**Task objective:** Each line from the one that contains "Which region of the photo contains the white sand" down to the last line of the material should be retyped exactly as it stands.

**Working data:**
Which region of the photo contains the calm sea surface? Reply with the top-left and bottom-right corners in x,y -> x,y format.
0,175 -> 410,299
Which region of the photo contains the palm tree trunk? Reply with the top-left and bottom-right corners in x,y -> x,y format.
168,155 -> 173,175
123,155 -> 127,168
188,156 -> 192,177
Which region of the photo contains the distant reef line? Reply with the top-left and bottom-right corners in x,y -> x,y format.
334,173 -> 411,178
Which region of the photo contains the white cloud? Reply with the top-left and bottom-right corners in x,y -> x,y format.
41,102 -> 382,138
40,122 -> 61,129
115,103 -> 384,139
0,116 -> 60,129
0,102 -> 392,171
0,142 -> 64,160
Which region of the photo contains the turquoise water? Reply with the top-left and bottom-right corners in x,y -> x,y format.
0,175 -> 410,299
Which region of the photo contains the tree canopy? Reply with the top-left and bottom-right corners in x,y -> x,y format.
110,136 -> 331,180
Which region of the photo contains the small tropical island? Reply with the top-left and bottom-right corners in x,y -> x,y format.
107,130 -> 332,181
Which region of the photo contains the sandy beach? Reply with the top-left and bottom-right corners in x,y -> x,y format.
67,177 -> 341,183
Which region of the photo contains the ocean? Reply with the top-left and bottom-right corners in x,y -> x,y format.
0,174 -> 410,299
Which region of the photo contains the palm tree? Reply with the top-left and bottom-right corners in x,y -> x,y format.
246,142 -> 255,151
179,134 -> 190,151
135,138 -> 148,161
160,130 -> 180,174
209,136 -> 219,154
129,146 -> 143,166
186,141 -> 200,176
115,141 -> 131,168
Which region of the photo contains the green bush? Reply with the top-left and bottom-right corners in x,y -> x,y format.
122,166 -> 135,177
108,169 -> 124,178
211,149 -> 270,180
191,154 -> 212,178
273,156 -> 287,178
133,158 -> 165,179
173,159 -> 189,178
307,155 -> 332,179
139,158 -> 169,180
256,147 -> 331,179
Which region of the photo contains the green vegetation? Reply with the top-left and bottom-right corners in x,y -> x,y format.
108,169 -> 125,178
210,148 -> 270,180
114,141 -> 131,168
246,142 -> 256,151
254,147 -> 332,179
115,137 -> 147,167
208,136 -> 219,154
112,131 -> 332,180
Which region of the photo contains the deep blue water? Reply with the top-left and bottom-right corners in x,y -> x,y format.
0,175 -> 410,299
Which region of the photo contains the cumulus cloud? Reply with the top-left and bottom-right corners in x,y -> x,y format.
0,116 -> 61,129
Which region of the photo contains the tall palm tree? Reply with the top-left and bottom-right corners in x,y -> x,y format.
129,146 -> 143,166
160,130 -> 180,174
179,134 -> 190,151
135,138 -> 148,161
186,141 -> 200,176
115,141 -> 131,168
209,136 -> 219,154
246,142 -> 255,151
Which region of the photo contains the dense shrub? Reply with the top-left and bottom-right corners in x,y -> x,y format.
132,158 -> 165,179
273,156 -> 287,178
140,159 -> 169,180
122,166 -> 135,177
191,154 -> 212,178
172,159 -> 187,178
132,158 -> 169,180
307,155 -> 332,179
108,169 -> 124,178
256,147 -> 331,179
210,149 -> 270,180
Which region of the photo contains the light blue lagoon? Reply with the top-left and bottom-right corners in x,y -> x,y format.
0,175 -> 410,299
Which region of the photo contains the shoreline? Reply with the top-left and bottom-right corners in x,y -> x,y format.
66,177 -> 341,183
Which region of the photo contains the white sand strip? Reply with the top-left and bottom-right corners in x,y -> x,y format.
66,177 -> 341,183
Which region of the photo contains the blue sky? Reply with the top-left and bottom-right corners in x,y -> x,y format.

**Exercise response:**
Which region of the photo contains the white sand strip? Reply with the top-left and bottom-right corners in x,y -> x,y format.
66,177 -> 341,183
Which region of the photo contains the blue sky? Reply with the top-left and bottom-right corners in x,y -> x,y format.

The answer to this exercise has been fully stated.